Return, word for word, the line that contains "Would you mind picking out the white card" and every line after it through the end of the records.

*** Opening of Source data ***

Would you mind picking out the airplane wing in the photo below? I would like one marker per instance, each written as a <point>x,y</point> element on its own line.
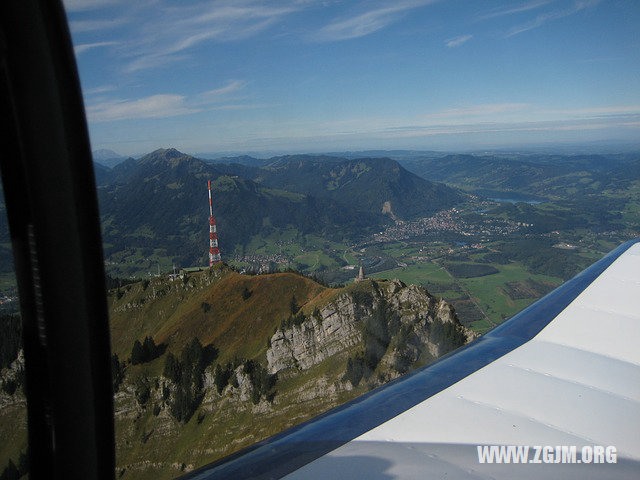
<point>564,372</point>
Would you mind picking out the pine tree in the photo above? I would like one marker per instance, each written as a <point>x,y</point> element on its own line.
<point>137,353</point>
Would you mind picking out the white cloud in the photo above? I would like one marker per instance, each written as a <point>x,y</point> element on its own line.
<point>169,30</point>
<point>98,90</point>
<point>154,106</point>
<point>78,49</point>
<point>80,26</point>
<point>232,87</point>
<point>368,22</point>
<point>525,7</point>
<point>167,105</point>
<point>457,41</point>
<point>79,5</point>
<point>543,18</point>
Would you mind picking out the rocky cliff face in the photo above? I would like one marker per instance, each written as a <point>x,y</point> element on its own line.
<point>409,311</point>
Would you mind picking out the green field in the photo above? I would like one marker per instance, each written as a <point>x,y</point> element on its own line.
<point>487,295</point>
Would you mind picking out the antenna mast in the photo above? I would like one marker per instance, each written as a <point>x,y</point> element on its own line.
<point>214,251</point>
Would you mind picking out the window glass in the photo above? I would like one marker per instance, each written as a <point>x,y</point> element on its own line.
<point>13,402</point>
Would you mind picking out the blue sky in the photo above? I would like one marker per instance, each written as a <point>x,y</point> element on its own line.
<point>308,76</point>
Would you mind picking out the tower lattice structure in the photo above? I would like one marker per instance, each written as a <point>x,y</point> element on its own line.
<point>214,251</point>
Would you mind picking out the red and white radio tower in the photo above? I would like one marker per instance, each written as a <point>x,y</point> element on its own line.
<point>214,251</point>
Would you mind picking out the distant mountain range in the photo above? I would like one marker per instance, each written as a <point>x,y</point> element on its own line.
<point>107,158</point>
<point>160,200</point>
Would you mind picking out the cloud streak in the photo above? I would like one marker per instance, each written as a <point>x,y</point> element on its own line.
<point>513,10</point>
<point>78,49</point>
<point>543,18</point>
<point>368,22</point>
<point>457,41</point>
<point>169,33</point>
<point>167,105</point>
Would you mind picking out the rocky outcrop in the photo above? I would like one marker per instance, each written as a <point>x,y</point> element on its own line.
<point>338,326</point>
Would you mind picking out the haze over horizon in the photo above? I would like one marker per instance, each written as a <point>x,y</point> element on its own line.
<point>318,76</point>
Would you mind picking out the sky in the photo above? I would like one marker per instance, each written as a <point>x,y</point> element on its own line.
<point>321,75</point>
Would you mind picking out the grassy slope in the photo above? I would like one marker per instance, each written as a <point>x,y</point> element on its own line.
<point>179,316</point>
<point>237,327</point>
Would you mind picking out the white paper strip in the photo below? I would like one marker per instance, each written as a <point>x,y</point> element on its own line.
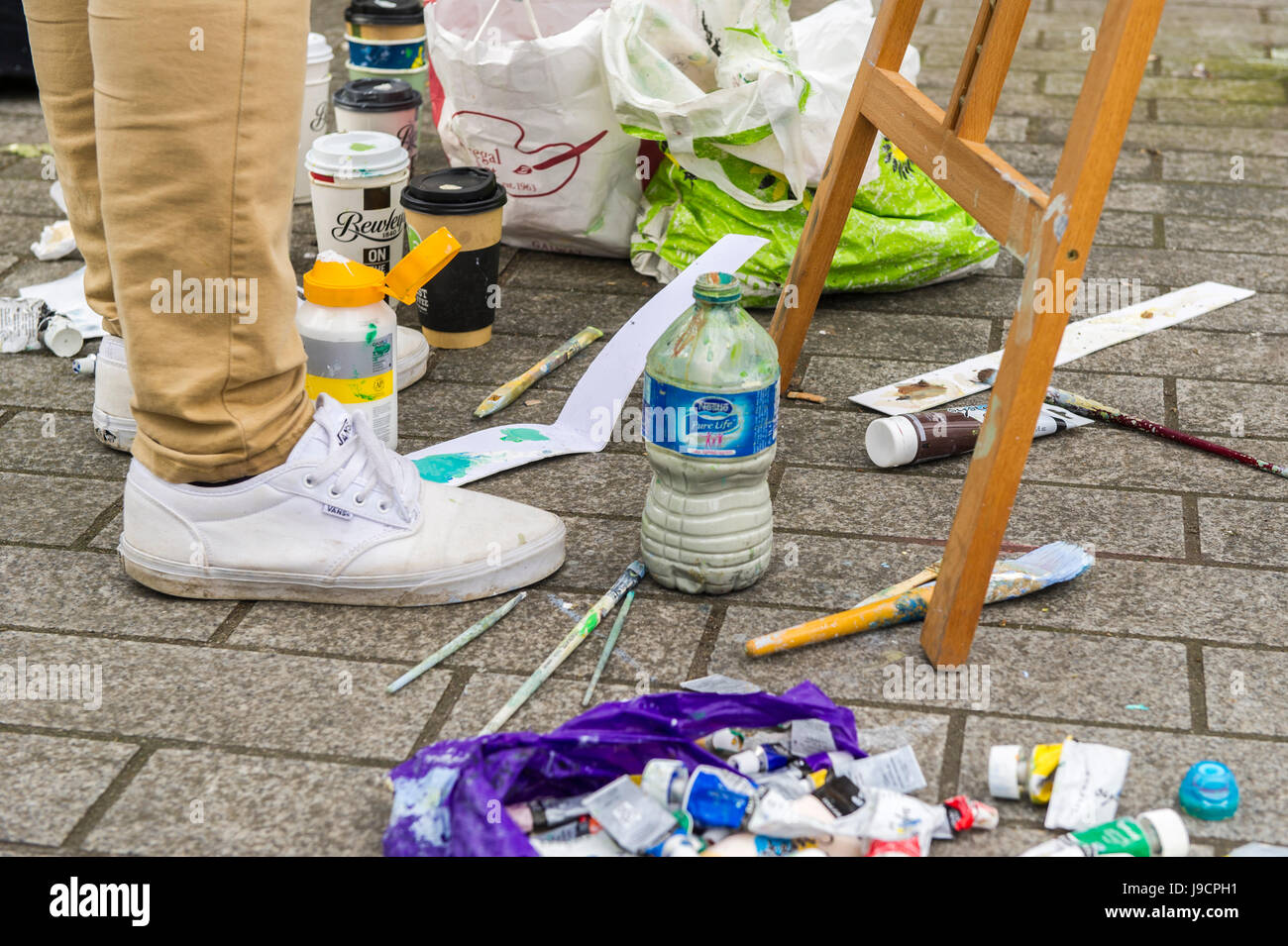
<point>939,386</point>
<point>591,411</point>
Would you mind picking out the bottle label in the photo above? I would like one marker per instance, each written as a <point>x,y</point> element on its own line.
<point>709,425</point>
<point>353,372</point>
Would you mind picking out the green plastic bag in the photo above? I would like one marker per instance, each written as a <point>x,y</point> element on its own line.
<point>902,231</point>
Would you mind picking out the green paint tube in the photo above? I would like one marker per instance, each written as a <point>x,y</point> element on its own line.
<point>1158,833</point>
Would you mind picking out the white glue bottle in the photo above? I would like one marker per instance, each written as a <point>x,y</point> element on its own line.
<point>349,331</point>
<point>709,429</point>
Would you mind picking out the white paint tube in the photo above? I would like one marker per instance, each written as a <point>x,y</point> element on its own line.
<point>936,434</point>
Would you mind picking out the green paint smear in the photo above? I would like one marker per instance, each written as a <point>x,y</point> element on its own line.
<point>516,435</point>
<point>445,468</point>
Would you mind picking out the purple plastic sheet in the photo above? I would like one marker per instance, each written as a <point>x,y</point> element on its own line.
<point>450,796</point>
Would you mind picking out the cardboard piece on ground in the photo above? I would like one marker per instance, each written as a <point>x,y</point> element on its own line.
<point>591,411</point>
<point>1082,338</point>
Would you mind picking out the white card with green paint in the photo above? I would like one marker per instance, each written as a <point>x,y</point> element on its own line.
<point>591,411</point>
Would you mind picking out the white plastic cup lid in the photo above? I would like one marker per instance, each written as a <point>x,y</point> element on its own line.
<point>1004,778</point>
<point>1172,838</point>
<point>892,442</point>
<point>356,155</point>
<point>320,51</point>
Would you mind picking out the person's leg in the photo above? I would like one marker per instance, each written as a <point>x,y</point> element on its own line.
<point>196,107</point>
<point>59,48</point>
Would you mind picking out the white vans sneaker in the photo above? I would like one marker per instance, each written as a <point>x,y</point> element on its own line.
<point>114,422</point>
<point>343,520</point>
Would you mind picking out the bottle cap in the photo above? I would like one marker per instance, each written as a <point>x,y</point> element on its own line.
<point>335,280</point>
<point>716,287</point>
<point>892,442</point>
<point>1209,791</point>
<point>1004,764</point>
<point>1173,841</point>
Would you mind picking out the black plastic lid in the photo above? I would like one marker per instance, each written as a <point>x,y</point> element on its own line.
<point>380,12</point>
<point>454,190</point>
<point>376,95</point>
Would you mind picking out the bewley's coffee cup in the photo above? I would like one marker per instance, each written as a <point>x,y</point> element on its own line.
<point>357,179</point>
<point>458,308</point>
<point>378,104</point>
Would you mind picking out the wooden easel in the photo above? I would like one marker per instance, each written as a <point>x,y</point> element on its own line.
<point>1051,233</point>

*** Close of Source data ***

▶ **Solution to the exercise**
Would you mind picking out the white card with green paint in the photo above? I would like one marker per instance, each written as a <point>x,y</point> element on its own line.
<point>591,411</point>
Would you mind picking out the white plastic cup lid in the photo above? I would like one marker per instance, each written as a <point>x,y</point> element on its own line.
<point>1004,778</point>
<point>1172,838</point>
<point>892,442</point>
<point>356,155</point>
<point>320,51</point>
Would you mind picking out the person's leg in the photo above? I would like one marker per instance, each written as a <point>x,y</point> element on its own line.
<point>196,107</point>
<point>59,48</point>
Would you mind picking out the white vans sneaker in the photo above? I would like one marker per instance, each written as a <point>x,y</point> element on its own line.
<point>114,422</point>
<point>343,520</point>
Would you mind picking out the bottle cap in the photo above? I would like one marker per instance, each written as a <point>x,y</point> element on its own line.
<point>335,280</point>
<point>716,287</point>
<point>892,442</point>
<point>1209,791</point>
<point>1004,764</point>
<point>1173,841</point>
Would you mind picking out the black plastic lid in the photo above? I would like one marker per instance, each written as a <point>x,y</point> element on its own line.
<point>380,12</point>
<point>454,190</point>
<point>376,95</point>
Would you mind picking out the bewley's coffee cup in the photo above? I would like one marker per instance, each written as a <point>x,y</point> element on its own line.
<point>357,179</point>
<point>458,308</point>
<point>378,104</point>
Would you mind picking out the wooden easel in the photo above? I would like one marker per instance, each written as a <point>x,y</point> element on its own line.
<point>1051,233</point>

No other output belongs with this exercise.